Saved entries
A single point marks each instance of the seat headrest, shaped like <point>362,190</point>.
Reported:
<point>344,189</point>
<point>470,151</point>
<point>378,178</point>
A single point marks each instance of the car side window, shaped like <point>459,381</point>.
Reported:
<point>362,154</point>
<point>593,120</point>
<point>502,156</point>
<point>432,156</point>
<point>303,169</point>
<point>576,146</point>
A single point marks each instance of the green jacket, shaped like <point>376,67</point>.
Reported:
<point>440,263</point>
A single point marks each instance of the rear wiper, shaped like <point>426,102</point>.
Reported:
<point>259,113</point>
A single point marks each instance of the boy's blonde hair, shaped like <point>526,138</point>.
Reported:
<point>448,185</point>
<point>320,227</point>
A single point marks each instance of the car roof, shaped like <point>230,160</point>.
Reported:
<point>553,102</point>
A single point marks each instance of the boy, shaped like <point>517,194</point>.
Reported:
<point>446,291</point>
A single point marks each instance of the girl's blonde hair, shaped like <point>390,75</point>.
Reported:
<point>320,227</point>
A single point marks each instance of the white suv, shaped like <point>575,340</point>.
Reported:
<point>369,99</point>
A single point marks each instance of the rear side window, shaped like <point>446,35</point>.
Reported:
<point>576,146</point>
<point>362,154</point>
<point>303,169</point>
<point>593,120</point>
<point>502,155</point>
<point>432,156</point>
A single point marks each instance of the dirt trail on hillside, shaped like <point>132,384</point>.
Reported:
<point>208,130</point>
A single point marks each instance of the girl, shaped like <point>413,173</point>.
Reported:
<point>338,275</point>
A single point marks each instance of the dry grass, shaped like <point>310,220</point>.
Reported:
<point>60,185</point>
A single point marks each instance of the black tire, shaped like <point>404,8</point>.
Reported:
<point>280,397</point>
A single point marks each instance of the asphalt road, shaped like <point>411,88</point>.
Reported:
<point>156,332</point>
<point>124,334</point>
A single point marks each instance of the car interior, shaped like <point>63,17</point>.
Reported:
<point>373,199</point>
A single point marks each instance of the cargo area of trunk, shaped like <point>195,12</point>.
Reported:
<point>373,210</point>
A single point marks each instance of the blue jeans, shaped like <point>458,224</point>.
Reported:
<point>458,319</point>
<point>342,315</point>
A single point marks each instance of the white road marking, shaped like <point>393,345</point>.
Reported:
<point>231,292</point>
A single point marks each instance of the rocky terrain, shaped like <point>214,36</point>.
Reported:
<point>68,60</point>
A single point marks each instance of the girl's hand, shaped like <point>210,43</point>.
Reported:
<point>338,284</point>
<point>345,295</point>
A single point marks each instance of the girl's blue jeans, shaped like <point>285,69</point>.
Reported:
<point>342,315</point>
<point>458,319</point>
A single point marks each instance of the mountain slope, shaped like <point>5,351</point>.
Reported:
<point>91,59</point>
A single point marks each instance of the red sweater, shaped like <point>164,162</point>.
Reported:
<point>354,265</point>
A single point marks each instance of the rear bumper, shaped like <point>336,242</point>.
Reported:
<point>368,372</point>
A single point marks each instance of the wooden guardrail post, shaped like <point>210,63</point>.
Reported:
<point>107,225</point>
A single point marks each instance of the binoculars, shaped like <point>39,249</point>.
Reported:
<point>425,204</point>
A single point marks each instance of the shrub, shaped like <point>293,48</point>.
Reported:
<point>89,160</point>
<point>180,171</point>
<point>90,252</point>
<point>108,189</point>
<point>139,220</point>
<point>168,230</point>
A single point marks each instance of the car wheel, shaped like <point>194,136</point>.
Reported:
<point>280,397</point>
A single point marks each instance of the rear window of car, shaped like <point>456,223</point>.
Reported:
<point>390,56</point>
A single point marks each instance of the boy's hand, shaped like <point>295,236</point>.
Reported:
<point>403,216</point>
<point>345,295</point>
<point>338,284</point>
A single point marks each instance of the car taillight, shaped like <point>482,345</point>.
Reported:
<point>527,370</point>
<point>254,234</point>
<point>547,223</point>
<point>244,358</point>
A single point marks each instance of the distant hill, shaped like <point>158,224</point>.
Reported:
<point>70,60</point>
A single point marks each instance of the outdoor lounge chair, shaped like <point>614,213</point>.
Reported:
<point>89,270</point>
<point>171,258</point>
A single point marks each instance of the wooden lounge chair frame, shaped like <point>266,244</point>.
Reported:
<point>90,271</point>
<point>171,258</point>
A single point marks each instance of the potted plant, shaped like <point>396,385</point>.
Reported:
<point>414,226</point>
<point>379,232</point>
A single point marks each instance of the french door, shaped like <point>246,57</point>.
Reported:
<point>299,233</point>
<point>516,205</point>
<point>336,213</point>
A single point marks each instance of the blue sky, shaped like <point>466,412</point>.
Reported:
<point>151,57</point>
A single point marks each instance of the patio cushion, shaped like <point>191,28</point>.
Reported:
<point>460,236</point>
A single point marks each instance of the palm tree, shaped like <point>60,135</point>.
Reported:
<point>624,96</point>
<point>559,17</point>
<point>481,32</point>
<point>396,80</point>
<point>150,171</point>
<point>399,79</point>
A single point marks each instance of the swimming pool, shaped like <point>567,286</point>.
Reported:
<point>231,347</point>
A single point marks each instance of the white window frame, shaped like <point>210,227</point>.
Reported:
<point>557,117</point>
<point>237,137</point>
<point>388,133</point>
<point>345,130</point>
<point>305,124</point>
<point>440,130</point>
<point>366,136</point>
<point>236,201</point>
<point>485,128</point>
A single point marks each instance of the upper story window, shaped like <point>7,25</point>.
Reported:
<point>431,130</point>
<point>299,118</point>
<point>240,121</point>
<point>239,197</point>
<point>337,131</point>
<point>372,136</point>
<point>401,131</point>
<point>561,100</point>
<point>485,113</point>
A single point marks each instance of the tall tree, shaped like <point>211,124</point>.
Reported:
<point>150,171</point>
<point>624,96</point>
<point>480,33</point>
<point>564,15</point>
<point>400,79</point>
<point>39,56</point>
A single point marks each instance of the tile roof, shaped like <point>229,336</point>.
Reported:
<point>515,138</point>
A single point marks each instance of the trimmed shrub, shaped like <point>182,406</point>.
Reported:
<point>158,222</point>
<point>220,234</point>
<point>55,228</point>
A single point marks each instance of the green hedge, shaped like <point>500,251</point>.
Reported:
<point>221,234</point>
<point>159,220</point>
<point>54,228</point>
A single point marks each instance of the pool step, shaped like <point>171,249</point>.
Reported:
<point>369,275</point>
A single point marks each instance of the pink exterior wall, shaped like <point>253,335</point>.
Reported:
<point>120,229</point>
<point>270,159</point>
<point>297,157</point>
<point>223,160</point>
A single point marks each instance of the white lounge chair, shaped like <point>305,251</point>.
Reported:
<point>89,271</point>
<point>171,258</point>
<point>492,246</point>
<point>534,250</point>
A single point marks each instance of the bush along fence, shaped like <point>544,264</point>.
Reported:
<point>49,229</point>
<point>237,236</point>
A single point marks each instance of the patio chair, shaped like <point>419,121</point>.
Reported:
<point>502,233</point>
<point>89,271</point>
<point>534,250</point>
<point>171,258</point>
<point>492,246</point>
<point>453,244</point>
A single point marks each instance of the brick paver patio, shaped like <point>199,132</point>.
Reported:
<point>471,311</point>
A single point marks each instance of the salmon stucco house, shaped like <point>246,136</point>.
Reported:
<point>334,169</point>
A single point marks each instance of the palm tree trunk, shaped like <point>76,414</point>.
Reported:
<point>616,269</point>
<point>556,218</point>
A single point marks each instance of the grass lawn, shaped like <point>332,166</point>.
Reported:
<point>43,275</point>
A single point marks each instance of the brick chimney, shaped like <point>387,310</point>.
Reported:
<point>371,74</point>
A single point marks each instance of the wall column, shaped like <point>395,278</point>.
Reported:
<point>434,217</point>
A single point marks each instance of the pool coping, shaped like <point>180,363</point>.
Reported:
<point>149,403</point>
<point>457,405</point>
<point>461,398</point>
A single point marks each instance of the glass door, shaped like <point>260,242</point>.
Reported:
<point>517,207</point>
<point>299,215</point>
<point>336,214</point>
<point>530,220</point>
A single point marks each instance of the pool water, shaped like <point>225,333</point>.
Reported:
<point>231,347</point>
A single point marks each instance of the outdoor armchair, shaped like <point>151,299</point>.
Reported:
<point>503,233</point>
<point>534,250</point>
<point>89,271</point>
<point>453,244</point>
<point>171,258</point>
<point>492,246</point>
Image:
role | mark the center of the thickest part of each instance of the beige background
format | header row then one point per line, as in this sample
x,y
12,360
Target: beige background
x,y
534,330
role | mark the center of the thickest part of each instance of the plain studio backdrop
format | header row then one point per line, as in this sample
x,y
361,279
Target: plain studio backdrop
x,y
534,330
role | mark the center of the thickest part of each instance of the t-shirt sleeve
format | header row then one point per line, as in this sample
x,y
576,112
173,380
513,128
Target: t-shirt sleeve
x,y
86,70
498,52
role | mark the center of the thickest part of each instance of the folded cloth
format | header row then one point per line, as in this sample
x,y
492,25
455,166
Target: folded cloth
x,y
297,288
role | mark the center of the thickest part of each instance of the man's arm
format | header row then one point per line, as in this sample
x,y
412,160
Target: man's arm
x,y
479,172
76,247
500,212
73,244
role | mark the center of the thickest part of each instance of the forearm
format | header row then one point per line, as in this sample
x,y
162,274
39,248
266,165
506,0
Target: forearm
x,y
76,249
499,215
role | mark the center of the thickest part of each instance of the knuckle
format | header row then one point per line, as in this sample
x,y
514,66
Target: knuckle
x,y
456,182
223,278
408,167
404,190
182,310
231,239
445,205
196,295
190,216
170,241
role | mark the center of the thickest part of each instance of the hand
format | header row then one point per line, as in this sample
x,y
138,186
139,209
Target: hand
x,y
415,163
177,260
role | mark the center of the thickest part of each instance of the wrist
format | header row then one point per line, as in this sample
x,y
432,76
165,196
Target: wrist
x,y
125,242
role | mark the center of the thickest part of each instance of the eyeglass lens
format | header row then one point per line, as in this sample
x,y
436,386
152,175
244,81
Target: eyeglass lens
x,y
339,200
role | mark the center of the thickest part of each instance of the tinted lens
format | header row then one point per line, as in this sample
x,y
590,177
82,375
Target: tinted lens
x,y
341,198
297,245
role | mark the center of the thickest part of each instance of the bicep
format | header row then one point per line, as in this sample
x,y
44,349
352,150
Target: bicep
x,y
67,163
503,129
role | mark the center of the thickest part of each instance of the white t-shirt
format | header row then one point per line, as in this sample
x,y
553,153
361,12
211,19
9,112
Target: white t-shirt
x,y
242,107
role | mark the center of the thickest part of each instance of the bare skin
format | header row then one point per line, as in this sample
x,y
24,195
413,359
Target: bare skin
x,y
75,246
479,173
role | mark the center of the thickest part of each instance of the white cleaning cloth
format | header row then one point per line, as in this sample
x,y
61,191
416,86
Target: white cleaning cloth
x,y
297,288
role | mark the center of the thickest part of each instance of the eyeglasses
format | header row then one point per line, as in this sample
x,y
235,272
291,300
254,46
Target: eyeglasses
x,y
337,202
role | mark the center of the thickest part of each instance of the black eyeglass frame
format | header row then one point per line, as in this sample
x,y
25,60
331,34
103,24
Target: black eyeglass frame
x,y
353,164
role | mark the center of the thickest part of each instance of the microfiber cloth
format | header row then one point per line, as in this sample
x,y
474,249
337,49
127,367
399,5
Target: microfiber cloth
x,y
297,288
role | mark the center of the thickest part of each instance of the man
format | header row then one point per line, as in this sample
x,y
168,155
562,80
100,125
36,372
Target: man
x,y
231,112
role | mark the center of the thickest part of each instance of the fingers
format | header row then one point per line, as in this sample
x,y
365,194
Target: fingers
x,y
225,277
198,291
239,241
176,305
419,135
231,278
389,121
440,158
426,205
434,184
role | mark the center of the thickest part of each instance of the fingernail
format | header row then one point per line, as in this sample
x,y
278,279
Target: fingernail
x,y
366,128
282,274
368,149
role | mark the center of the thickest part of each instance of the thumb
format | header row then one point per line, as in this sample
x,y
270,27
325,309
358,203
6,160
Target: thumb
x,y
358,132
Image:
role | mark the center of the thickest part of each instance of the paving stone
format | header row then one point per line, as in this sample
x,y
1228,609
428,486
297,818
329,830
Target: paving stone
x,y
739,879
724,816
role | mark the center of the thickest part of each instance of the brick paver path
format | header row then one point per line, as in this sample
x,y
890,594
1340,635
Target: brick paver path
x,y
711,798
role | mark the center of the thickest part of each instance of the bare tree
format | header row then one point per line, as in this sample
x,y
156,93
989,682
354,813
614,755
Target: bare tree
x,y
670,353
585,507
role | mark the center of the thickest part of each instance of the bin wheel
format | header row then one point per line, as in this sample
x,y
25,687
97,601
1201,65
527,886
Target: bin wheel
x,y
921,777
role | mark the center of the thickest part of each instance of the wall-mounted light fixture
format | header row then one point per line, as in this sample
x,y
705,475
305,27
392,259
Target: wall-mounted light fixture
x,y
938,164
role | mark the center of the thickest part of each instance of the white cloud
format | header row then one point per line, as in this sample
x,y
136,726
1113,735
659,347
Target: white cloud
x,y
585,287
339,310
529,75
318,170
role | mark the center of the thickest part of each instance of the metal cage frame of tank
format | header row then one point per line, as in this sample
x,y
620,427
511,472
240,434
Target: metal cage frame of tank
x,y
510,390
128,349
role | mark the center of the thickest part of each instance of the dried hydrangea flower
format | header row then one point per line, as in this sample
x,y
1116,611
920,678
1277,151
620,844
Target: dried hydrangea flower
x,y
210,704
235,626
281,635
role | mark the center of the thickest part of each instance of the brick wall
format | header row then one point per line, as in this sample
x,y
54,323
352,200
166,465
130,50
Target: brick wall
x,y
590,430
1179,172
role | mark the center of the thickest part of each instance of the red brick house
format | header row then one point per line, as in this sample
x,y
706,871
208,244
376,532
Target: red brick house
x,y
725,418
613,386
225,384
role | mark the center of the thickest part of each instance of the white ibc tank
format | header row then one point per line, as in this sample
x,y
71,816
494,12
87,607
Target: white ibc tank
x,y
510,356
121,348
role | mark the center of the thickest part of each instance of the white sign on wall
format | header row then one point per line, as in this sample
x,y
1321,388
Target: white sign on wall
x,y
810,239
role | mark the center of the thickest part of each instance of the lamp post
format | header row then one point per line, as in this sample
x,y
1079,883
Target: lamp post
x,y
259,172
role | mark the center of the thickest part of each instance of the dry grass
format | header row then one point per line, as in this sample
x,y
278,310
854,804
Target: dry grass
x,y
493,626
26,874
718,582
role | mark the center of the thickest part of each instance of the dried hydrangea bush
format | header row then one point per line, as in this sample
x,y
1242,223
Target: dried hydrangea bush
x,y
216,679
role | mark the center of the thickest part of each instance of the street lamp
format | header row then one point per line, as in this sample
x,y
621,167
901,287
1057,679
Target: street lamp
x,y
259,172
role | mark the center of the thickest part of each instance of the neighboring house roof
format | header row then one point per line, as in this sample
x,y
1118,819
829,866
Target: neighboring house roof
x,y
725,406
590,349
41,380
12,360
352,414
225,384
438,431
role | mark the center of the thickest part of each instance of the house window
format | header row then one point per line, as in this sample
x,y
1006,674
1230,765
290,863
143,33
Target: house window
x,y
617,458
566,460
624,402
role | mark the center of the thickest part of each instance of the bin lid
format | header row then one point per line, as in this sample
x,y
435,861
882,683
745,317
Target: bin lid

# PROBLEM DETAILS:
Lines holding "road" in the data above: copy each of them.

# TASK OUTPUT:
A single point marks each instance of the asphalt road, shaped like <point>411,88</point>.
A single point marks each instance of the white road marking, shaped like <point>393,345</point>.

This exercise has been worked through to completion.